→ EXERCISE INPUT:
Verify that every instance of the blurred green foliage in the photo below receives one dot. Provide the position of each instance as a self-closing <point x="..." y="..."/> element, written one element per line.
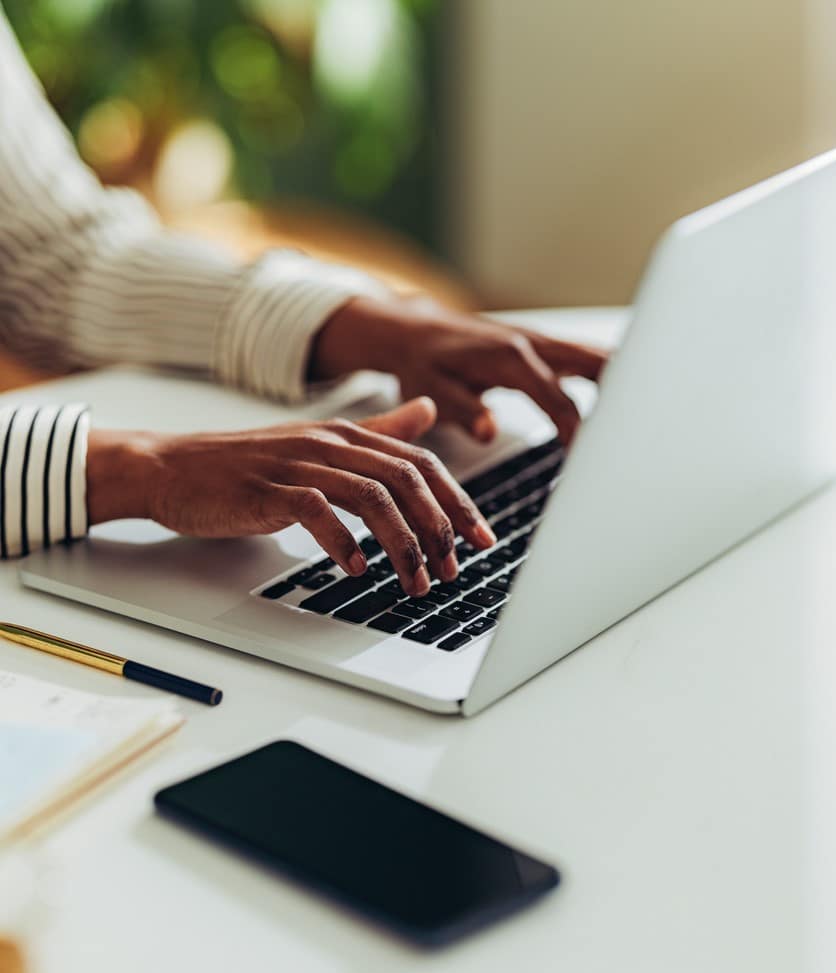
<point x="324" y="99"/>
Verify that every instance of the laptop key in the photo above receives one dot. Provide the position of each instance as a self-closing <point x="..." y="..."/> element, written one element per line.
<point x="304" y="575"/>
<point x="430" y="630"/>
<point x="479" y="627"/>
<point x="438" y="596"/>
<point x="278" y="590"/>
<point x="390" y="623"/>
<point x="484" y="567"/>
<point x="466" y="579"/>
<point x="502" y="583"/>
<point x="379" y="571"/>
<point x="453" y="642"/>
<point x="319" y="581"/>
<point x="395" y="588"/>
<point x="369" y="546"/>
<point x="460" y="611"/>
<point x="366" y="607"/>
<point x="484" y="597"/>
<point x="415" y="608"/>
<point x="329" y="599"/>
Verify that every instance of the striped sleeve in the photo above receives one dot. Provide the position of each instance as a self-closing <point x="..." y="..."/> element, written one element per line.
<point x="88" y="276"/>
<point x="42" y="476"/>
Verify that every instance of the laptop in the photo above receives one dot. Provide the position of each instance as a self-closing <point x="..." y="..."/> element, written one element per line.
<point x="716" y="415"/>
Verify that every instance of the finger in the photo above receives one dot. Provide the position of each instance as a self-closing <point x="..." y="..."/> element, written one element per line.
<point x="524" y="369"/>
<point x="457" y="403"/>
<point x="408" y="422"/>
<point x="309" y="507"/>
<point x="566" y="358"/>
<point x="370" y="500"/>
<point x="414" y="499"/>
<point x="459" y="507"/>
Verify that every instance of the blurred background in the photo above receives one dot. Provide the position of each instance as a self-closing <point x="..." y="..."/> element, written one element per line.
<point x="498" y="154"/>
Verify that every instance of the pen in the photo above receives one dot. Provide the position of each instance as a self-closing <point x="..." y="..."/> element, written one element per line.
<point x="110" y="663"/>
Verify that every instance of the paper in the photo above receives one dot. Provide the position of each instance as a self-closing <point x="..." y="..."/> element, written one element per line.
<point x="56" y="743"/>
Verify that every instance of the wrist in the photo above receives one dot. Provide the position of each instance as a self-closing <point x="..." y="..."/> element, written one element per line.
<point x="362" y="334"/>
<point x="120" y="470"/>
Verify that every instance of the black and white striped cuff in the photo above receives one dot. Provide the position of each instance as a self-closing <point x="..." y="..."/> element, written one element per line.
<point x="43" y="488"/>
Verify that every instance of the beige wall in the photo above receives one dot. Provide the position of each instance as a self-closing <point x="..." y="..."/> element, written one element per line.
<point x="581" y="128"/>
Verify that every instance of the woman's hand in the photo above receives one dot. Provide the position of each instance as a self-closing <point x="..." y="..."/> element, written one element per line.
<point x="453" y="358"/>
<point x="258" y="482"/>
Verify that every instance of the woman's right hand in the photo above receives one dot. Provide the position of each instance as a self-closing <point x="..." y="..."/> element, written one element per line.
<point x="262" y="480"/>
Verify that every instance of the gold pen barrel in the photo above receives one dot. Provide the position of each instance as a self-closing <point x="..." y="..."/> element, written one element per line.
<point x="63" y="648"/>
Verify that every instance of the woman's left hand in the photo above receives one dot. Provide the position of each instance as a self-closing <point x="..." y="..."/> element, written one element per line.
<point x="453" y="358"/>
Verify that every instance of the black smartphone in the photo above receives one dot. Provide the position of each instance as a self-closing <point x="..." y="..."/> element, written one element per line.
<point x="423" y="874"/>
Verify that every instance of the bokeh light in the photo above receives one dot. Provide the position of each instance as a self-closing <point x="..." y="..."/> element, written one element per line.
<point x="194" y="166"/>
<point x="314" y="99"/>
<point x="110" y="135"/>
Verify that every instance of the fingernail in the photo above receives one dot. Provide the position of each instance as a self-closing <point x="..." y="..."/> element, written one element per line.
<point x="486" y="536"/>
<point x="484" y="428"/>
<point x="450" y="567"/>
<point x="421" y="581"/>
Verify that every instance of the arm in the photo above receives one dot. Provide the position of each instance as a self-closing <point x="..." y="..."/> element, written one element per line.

→ YOUR GOAL: Output all of the data word for word, excluding any pictures.

→ ANSWER SPACE:
Verify that every instance of the blurred green foliage in the photo below receives one dot. Provide the position of each instance as a self-closing <point x="..." y="..."/> element, written one element per line.
<point x="324" y="99"/>
Verify that every instance of the laptop key in the photo above receives one dot. Provide the position of each instance as a self-closing <point x="..." y="..."/> element, written one element per line.
<point x="304" y="575"/>
<point x="430" y="630"/>
<point x="479" y="627"/>
<point x="438" y="596"/>
<point x="278" y="590"/>
<point x="390" y="623"/>
<point x="484" y="567"/>
<point x="466" y="579"/>
<point x="502" y="583"/>
<point x="379" y="571"/>
<point x="453" y="642"/>
<point x="319" y="581"/>
<point x="395" y="588"/>
<point x="369" y="546"/>
<point x="460" y="611"/>
<point x="366" y="607"/>
<point x="484" y="597"/>
<point x="415" y="608"/>
<point x="329" y="599"/>
Verify that every instance of the striped sleeve in the photo above receives one dot. Provide the position of each instance as a self-closing <point x="..." y="..."/> element, written one element per line.
<point x="88" y="276"/>
<point x="42" y="476"/>
Verify that every instance of the laptop in the photo above receives one dot. Provide the position of each instance as a self-closing <point x="..." y="..."/> element, written one element per line.
<point x="716" y="415"/>
Verify that every instance of the finger in the photo above receives one dot. Provide the position of each instance as a self-closing <point x="..." y="..."/> element, written one element per line.
<point x="524" y="369"/>
<point x="457" y="403"/>
<point x="408" y="422"/>
<point x="309" y="507"/>
<point x="566" y="358"/>
<point x="370" y="500"/>
<point x="414" y="499"/>
<point x="459" y="507"/>
Verify that every instance of the blurred background in the photo above receives one dot. Provide the position of each instance as a self-closing <point x="..." y="..."/> element, written one element per line.
<point x="498" y="154"/>
Verify that every instance of the pen in the photo above receives one dot. Provide the position of each instance as a self-closing <point x="..." y="..."/> element, written one element per line.
<point x="110" y="663"/>
Verify that every instance of the paper in the photo above receives one dot. Provide the position of each instance as a self-closing <point x="..." y="..."/> element, written one element per line.
<point x="56" y="743"/>
Verify that every instance of the wrist in the photo above receives one dot. Provide the position of each instance as a self-closing <point x="..." y="..."/> element, written one element per line.
<point x="362" y="334"/>
<point x="120" y="470"/>
Verify that every instance of the black and white striped cuff in the photo above receives one dot. Provide the position of each instance as a self-closing <point x="..." y="..."/> element, written one element per line.
<point x="43" y="488"/>
Verify that every instance of the beige wall in the photo above receives one dot. Provide the position of each instance as a self-closing <point x="..." y="..."/> element, written one element per line.
<point x="581" y="128"/>
Verify that every instance of the woman's hand in the photo above receives one dot. Provide the position of each instance as a self-closing <point x="..." y="..."/> element, written one element per line.
<point x="453" y="358"/>
<point x="258" y="482"/>
Verify that every instance of the woman's right hand in the photo above receives one dot. Provide the position of each instance as a self-closing <point x="..." y="..."/> element, written one element per line.
<point x="262" y="480"/>
Verify that every instance of the gold pen barrel in the photo above receives one dot. Provide the position of each instance as a self-closing <point x="..." y="..."/> element, written one element per line.
<point x="63" y="648"/>
Verify that every instance of the woman's left hand in the photo above receives one dot. Provide the position of each instance as a self-closing <point x="..." y="..."/> element, written one element per line.
<point x="453" y="358"/>
Verify that every instance of the black smartphone in the photo above receives one dot. Provide the position of each instance as a self-closing <point x="..." y="..."/> element, written one element per line.
<point x="423" y="874"/>
Verify that every instance of the bokeh light in the photo above receives one dot. Provide the position of each instance as a self-closing <point x="..." y="..."/> element, written one element per line.
<point x="194" y="166"/>
<point x="314" y="99"/>
<point x="110" y="135"/>
Verify that every instance of the fingernail in the photo above receives one dot. Provide the position of each instance as a self-closing <point x="..." y="..."/> element, written one element per line.
<point x="486" y="536"/>
<point x="484" y="428"/>
<point x="450" y="567"/>
<point x="421" y="581"/>
Verify that every instance of the arm in the photo above receives one dot. Provide the position of each instance as a self-closing <point x="..." y="..."/> element, written one element per line.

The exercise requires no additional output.